◆ ENTRIES SUPPLIED:
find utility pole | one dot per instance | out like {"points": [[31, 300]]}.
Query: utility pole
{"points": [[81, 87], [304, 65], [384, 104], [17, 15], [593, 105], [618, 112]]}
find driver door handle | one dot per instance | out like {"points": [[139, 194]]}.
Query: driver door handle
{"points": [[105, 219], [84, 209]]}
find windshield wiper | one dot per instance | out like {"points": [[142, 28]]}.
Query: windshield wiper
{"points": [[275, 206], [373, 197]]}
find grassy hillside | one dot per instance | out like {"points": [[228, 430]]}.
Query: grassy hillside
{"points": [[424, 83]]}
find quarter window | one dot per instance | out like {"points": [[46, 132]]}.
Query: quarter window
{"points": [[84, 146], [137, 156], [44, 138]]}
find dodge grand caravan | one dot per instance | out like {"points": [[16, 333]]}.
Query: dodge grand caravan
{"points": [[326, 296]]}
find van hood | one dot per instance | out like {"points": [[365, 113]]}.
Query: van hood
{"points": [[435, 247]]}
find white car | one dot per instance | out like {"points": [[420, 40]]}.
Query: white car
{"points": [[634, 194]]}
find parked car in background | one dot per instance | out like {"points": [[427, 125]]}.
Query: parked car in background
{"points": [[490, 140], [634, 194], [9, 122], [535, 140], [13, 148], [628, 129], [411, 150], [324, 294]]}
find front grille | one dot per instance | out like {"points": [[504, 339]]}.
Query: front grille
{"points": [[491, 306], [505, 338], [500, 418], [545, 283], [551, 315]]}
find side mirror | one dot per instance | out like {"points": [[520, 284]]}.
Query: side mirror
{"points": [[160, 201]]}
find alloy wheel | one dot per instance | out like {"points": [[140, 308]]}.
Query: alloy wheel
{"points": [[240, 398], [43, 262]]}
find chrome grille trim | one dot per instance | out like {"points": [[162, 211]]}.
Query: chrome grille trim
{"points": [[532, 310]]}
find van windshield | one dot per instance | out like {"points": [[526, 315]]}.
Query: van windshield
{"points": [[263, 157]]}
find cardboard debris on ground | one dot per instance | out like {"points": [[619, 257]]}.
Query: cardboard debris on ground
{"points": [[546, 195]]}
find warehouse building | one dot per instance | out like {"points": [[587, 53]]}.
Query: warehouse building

◆ ACTIVITY: In the data above, how many lines hold the string "warehouse"? Give the number by itself.

◆ WORKED SOLUTION: 2